What the task asks: For this exercise, retype all the data exactly and exclude every image.
● ● ●
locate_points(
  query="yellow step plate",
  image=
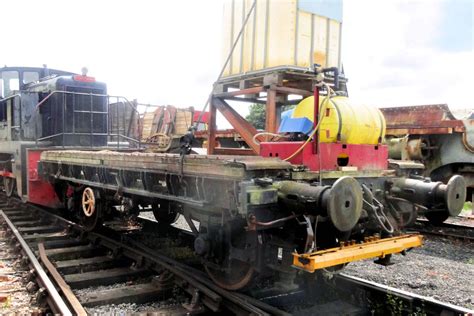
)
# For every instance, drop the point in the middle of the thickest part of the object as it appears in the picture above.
(373, 247)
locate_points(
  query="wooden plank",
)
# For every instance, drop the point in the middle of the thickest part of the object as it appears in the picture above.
(103, 277)
(242, 126)
(65, 289)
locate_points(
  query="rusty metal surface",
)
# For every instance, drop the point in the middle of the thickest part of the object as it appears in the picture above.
(422, 119)
(228, 166)
(242, 126)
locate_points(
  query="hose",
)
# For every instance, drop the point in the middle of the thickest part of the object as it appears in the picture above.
(256, 142)
(318, 125)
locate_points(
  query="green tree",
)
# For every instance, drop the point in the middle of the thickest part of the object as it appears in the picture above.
(256, 115)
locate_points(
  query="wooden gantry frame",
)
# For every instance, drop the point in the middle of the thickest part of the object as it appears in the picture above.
(271, 87)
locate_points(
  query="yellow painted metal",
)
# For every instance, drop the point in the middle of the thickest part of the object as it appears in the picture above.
(373, 248)
(345, 122)
(279, 34)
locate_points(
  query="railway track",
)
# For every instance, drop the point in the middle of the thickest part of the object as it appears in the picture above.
(74, 260)
(384, 299)
(74, 267)
(446, 230)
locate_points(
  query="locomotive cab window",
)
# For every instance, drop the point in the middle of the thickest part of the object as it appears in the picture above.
(29, 77)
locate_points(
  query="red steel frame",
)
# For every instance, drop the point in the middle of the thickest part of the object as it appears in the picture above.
(39, 191)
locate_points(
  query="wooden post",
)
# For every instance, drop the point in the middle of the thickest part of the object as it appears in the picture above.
(271, 112)
(211, 135)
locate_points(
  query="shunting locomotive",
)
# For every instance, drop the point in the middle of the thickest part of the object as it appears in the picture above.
(314, 201)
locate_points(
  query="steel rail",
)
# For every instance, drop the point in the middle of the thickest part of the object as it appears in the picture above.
(65, 289)
(57, 300)
(187, 274)
(430, 304)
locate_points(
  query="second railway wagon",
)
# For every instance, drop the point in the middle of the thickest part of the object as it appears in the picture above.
(301, 205)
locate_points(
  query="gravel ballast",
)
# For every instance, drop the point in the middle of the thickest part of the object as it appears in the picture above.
(441, 269)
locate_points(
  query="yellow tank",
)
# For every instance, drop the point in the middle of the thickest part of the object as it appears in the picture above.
(345, 122)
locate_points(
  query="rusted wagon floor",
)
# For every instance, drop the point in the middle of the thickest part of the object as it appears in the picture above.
(441, 269)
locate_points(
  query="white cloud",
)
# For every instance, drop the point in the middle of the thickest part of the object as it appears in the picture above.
(169, 52)
(391, 60)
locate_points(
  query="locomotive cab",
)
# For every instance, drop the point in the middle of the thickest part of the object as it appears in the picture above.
(54, 107)
(43, 108)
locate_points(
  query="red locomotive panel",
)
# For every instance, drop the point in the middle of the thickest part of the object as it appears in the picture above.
(364, 157)
(39, 191)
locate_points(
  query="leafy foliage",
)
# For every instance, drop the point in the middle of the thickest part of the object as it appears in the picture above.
(257, 115)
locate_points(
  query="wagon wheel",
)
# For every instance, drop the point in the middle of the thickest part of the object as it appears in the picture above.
(164, 212)
(159, 142)
(9, 184)
(91, 209)
(232, 274)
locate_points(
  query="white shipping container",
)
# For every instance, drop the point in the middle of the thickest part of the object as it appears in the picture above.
(281, 33)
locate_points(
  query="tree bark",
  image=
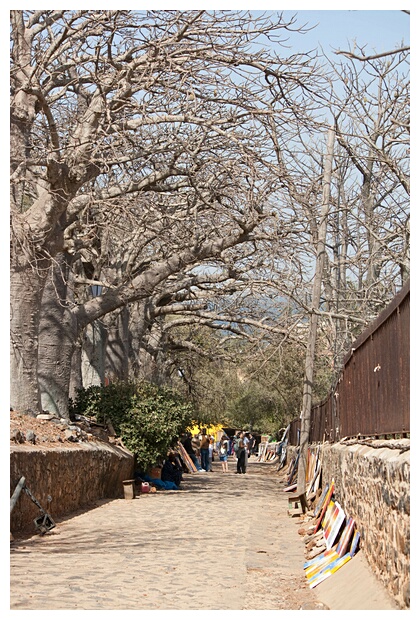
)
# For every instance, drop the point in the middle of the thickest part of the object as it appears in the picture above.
(25, 301)
(57, 338)
(313, 322)
(116, 354)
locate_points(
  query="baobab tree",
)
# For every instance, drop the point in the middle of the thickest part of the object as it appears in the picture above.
(89, 92)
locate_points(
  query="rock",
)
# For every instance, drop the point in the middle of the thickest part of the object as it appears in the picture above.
(317, 605)
(17, 436)
(315, 551)
(30, 436)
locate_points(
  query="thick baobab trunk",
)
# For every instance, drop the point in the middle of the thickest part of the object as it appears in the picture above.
(148, 354)
(116, 355)
(313, 322)
(25, 301)
(76, 380)
(57, 337)
(93, 354)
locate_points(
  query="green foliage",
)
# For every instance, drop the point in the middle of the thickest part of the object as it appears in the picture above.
(148, 418)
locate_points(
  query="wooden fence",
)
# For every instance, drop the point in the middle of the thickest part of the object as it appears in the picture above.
(372, 395)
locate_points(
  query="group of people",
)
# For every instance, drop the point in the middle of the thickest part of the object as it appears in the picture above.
(243, 445)
(202, 447)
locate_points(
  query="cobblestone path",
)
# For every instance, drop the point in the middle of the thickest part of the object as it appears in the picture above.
(224, 541)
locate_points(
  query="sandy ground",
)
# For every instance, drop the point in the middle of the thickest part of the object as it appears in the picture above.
(224, 542)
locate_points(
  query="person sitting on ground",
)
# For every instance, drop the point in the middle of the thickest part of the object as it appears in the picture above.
(191, 452)
(171, 470)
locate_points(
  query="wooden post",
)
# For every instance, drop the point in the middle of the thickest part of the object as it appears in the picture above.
(313, 321)
(16, 493)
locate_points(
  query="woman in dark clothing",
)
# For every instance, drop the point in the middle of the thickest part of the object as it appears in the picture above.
(241, 454)
(171, 471)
● ● ●
Task solution:
locate_points(
  query="yellow step plate",
  image=
)
# For every instance, drop the point in the middle of the thickest part of the object as it appears in the picture above.
(373, 247)
locate_points(
  query="wooden plank",
)
# For every instance, drop the point in the middle of the thickest part of the object as it appears in the picture above.
(103, 277)
(242, 126)
(65, 289)
locate_points(
  query="rusty metal surface",
)
# For every instance, drop the point in the middle of the thickest part of the object as it appears in the picture above.
(422, 119)
(228, 166)
(242, 126)
locate_points(
  query="hose",
)
# For every instance, drop the point in the middle of the thickest part of the object as it appears in the picture above.
(256, 142)
(318, 125)
locate_points(
  query="green tree",
)
# For every instance, drop the point in the middle of the thickest part of the object as it appears in the picture above.
(256, 115)
locate_points(
  query="wooden gantry frame",
)
# For every instance, drop the point in the middle of the thickest part of the object as it appears in the picture above.
(271, 87)
locate_points(
  query="yellow painted metal",
)
# For every instance, drop the point in the middle of the thickest part of the object as it appears in the picture above.
(373, 248)
(345, 122)
(279, 34)
locate_points(
  query="railway track",
)
# For every instance, drop the point in the middle of the thickest part of the object as it appears in the picture above.
(74, 260)
(384, 299)
(74, 267)
(446, 230)
locate_points(
  query="locomotive cab window",
)
# For every instance, drop the point in the middle of the thickest part of the object as it appears in the picture above.
(29, 77)
locate_points(
  query="red steel frame",
)
# For every instance, drop the point in the middle of the thickest part of the object as it appears in the picture above.
(39, 191)
locate_points(
  query="wooden post",
)
# For every instance, drop the point in the middle of the thickest part of the object as it appears in the picture above.
(271, 112)
(211, 135)
locate_points(
  query="shunting locomotive",
)
# For every instance, drop the point in the middle of the thickest part of the object as it appears in the picture above.
(314, 201)
locate_points(
  query="steel rail",
)
# For every instance, drop the point in the middle of the thickest part of the object as it appears in the picture above.
(65, 289)
(57, 300)
(187, 274)
(430, 304)
locate_points(
  query="second railway wagon",
)
# For every instance, drop the point in the middle of the thickest part of the object as it appears in the picture above.
(301, 205)
locate_points(
  query="gravel ballast",
)
# For every instance, drop the point in the middle of the thickest part of the object as it appears in the picture above.
(441, 269)
locate_points(
  query="yellow tank",
)
# For every instance, drop the point in the middle of the thickest part of the object as it appears in the picture above.
(345, 122)
locate_points(
  query="rusted wagon floor",
)
# For every instance, drop the point in the middle of the thickest part of the object as it appears in the picture above.
(441, 269)
locate_points(
  query="white cloud",
)
# For every instance, drop the point in the middle of the thickest part of the object as it appears in the picture above.
(169, 52)
(391, 60)
locate_points(
  query="locomotive cab",
)
# For every instance, drop the point in the middle of the thickest part of the object as it appears in the picture above.
(54, 107)
(43, 108)
locate_points(
  query="red locomotive panel",
)
# For every instance, drop the point in the middle of the thickest part of the object as it appears in the picture above.
(364, 157)
(39, 191)
locate_points(
  query="leafy foliage",
)
# For every instance, drop the point in the middle of the thickest part of the object as it appears in the picture above.
(257, 115)
locate_points(
  query="wagon wheel",
)
# For every instance, drop the point in the middle of the thickest part of the object as it appears in the picture above.
(164, 212)
(159, 142)
(9, 184)
(91, 209)
(232, 274)
locate_points(
  query="white shipping container",
)
# For every instance, drop the point in the middle of the thickest part of the object as it appears in the picture above.
(281, 33)
locate_points(
  query="tree bark",
  image=
)
# For every instance, drop the point in the middle of the thickest part of the object as it appears in the picture above.
(25, 301)
(57, 338)
(313, 322)
(116, 354)
locate_points(
  query="baobab tree",
)
# For every instance, drop the point in the middle of the thickest part of the object as it appears in the picture above.
(89, 92)
locate_points(
  query="rock",
)
# For every instance, drop the point in the middle of the thickest part of the object as it appears in the picture above.
(317, 605)
(17, 436)
(315, 551)
(30, 436)
locate_points(
  query="thick baobab trunk",
)
# For every instance, drop the point in the middle of the thickest part of the object as it appears in the picture above.
(148, 354)
(116, 355)
(313, 322)
(25, 301)
(76, 380)
(57, 337)
(93, 354)
locate_points(
  query="green foliage",
)
# For every instance, drop the point in the middle of the thickest part of the object as it appears in the picture above.
(148, 418)
locate_points(
  query="wooden fence",
)
# For every instance, drop the point in the middle of the thickest part of the object as it appears in the picture above.
(372, 395)
locate_points(
  query="group of people",
)
# For every instance, drop the point in the middle of the thickest part of the object as it appears in the picture above.
(243, 445)
(202, 447)
locate_points(
  query="cobblestone path",
)
# For every instance, drop the point in the middle of the thickest part of the object as it appears in the picture above.
(224, 541)
locate_points(
  query="sandy ground",
)
# For every instance, drop the point in the middle of the thickest part of the object as it appears in the picture above.
(224, 542)
locate_points(
  query="person sitting on ground",
)
# For every instance, drop the point in the middle of the thickest part of the object as it appears in the picture above.
(191, 452)
(171, 470)
locate_points(
  query="wooden post",
)
# For every instance, drop the point in the middle of the thickest part of the object as it appears in the picture above.
(313, 321)
(16, 493)
locate_points(
  query="woman in dark clothing",
)
# For every instance, drop the point in the middle of the thickest part of the object as it appears in the picture above.
(241, 454)
(171, 471)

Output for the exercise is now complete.